Your answer should be every line of the entries that has the string "bush" in it.
──────── ENTRIES PROVIDED ────────
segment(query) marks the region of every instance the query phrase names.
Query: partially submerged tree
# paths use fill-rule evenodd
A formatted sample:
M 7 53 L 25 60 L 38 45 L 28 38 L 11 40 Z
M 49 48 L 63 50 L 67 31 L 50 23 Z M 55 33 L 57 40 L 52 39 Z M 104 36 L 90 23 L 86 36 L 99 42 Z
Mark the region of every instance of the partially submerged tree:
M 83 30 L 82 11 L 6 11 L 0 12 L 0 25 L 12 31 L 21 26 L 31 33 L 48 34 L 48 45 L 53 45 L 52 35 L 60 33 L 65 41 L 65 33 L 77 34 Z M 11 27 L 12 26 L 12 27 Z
────────
──────── ENTRIES PROVIDED ────────
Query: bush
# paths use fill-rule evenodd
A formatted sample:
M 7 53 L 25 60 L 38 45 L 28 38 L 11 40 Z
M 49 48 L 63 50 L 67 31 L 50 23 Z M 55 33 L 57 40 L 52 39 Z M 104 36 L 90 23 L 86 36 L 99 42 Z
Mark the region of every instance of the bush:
────────
REPLY:
Query: bush
Mark the region of every instance of the bush:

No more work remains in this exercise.